**Prompt:** In the material below, find each line with the word "pole" and copy it.

**Task material:**
⁂

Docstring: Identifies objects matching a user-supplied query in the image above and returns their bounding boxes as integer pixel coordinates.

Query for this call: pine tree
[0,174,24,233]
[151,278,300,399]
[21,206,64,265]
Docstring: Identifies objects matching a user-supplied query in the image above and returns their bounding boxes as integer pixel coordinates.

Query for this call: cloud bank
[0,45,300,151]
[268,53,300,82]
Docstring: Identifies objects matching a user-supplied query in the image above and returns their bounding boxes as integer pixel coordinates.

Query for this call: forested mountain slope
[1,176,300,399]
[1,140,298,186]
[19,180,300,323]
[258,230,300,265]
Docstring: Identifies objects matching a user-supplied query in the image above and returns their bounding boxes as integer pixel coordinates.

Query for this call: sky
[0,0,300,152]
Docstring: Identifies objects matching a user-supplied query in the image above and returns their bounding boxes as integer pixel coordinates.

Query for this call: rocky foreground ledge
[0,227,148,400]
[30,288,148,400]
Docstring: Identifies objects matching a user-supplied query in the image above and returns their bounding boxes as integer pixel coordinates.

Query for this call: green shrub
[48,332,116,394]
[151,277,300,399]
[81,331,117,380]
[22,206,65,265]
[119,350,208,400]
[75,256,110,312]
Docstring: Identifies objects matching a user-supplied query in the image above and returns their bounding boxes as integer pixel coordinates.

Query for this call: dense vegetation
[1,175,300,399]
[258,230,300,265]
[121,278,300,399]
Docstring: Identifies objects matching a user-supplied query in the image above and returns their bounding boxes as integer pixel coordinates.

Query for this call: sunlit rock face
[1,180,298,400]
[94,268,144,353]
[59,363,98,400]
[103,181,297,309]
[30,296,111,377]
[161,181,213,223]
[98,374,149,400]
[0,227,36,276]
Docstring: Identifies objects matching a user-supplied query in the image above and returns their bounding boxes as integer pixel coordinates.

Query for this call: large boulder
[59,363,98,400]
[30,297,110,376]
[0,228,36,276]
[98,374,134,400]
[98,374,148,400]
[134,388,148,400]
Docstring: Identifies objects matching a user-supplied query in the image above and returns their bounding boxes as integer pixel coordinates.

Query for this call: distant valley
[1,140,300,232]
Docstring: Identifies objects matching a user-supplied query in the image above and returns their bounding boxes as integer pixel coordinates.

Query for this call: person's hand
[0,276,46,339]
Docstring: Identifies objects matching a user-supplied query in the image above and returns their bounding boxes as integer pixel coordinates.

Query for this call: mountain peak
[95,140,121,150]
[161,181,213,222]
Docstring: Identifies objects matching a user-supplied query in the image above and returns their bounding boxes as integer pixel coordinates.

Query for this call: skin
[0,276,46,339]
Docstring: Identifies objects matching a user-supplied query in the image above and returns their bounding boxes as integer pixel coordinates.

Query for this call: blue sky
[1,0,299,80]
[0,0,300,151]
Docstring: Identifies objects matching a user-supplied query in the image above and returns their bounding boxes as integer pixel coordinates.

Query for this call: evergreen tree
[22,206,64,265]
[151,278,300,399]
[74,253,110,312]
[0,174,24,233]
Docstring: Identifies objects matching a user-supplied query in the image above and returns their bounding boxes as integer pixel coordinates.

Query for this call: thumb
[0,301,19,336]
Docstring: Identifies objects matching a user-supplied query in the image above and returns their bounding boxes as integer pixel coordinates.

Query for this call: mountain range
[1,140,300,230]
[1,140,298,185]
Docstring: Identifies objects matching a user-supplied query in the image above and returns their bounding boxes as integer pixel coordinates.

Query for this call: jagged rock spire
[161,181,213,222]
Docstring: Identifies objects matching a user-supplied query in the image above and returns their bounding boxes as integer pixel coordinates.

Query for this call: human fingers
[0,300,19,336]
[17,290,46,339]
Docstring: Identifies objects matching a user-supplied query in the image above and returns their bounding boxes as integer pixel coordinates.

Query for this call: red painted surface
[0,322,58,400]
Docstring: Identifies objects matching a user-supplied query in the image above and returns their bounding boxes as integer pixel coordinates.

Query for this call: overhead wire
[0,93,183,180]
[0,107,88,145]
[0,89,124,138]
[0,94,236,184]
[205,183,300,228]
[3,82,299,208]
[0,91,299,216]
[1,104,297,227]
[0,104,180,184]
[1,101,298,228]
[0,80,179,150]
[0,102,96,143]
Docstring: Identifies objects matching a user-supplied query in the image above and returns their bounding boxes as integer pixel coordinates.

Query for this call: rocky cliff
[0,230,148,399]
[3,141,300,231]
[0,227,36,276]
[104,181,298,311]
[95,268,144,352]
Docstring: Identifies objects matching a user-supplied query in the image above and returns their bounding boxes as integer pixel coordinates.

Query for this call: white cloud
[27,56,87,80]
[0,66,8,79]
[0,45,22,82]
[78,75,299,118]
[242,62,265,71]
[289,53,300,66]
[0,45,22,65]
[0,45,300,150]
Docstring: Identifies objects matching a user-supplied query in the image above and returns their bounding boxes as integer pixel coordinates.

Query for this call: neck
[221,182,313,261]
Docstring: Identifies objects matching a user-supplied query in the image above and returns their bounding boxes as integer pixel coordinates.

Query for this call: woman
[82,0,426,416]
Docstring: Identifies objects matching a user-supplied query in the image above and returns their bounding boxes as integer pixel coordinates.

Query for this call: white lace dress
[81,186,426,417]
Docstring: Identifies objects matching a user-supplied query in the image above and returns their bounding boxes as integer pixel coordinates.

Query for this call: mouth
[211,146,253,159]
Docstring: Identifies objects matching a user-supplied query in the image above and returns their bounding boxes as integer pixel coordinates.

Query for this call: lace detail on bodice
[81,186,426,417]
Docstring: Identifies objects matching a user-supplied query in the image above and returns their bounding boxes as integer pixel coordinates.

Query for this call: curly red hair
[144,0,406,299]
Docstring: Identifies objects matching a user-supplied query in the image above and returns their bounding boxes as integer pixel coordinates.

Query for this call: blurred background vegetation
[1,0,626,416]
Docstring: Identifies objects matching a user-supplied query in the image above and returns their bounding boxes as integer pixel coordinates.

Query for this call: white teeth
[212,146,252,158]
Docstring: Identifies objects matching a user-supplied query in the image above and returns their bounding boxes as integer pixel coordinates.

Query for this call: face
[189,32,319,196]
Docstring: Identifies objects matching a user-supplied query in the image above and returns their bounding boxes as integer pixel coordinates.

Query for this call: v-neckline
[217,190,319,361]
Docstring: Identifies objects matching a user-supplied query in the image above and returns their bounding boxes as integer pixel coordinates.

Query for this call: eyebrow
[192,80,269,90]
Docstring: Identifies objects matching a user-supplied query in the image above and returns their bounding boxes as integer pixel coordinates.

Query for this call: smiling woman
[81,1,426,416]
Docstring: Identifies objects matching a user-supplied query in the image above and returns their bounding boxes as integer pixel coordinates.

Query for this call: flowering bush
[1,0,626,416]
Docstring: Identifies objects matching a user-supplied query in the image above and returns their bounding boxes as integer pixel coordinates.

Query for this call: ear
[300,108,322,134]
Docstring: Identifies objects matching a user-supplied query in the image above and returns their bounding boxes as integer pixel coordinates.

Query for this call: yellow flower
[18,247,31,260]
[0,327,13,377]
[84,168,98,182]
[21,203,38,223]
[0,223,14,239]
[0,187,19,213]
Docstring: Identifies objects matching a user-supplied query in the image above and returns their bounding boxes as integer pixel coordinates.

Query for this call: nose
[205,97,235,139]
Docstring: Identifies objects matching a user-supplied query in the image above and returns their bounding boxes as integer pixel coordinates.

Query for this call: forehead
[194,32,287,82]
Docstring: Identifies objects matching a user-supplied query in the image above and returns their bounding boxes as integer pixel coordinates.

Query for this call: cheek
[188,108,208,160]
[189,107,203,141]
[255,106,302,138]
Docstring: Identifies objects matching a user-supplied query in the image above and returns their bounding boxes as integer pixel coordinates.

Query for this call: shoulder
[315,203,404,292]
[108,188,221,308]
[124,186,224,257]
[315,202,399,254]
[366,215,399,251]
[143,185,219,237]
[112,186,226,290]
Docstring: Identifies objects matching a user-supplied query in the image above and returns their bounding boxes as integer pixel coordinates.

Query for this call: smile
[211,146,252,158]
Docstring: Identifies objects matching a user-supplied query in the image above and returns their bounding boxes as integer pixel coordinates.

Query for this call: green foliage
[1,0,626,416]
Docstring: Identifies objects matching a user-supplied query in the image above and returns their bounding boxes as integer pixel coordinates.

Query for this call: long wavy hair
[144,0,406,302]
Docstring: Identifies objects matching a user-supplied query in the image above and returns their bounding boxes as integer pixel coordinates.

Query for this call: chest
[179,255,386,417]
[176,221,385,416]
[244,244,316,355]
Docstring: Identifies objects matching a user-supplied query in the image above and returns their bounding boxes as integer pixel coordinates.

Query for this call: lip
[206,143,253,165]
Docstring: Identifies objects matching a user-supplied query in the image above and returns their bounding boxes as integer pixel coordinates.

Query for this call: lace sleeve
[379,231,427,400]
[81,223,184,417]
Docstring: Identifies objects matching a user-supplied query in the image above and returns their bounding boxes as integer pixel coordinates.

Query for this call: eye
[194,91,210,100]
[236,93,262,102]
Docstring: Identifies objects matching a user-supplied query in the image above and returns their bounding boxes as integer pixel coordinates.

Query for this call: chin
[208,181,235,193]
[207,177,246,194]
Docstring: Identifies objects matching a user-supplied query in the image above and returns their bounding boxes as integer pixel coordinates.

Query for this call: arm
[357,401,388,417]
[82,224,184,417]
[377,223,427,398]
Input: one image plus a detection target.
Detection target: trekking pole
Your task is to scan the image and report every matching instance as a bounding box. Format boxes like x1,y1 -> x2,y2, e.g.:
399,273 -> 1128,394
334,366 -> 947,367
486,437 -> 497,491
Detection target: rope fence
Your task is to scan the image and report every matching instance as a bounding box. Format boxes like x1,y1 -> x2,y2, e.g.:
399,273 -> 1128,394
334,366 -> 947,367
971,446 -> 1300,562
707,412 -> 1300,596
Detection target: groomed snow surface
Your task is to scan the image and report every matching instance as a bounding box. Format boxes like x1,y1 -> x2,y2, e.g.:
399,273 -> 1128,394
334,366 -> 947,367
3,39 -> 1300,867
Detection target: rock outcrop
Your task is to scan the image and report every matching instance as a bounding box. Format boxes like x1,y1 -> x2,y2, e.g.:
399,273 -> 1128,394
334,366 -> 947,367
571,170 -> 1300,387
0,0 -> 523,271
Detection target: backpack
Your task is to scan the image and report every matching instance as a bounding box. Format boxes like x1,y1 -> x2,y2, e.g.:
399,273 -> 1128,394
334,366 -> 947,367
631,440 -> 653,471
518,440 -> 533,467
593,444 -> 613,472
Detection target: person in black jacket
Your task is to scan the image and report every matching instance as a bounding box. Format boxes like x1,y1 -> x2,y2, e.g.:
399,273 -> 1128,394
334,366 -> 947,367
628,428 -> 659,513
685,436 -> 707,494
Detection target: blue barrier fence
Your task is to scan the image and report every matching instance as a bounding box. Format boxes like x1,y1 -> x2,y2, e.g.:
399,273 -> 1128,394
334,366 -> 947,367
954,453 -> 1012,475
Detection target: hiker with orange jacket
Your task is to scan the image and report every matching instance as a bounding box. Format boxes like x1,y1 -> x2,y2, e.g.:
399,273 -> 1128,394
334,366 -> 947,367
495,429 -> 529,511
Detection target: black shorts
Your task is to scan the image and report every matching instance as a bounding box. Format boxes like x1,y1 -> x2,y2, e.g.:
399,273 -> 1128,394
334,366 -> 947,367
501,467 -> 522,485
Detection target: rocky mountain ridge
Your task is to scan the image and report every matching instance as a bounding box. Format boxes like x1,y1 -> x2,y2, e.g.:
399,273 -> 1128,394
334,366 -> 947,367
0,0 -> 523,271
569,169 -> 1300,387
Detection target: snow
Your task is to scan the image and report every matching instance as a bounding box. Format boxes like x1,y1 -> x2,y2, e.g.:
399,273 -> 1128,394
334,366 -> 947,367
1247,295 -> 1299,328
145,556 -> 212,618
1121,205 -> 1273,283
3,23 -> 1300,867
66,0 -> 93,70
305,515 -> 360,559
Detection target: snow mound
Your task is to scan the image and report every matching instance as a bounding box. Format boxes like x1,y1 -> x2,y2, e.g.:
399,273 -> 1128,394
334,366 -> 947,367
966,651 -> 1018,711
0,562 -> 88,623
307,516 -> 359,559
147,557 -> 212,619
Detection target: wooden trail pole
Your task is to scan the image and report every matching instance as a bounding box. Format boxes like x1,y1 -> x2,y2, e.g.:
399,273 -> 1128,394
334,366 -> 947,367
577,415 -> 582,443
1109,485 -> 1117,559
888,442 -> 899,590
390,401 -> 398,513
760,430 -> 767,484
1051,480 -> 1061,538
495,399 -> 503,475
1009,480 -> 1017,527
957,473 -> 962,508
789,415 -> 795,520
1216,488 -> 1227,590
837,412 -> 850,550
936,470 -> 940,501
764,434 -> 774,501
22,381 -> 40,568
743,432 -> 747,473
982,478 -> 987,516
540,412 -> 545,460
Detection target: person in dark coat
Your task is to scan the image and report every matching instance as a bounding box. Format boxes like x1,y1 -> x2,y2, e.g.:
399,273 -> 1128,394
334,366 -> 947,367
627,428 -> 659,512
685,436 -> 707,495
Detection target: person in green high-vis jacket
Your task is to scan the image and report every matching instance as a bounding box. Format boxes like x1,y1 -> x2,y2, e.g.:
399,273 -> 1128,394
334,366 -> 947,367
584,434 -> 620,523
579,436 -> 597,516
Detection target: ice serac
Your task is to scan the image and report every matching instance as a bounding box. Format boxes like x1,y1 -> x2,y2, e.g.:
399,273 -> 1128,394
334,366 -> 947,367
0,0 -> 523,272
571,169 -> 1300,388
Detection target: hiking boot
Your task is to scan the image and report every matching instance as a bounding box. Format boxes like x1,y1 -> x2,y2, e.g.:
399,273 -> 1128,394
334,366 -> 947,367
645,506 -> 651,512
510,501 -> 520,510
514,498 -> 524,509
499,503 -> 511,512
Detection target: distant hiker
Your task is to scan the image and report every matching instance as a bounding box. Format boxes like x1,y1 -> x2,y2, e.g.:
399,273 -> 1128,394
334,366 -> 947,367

⁂

**Exercise result:**
Detection target: trekking pole
Detection target: wooden trail pole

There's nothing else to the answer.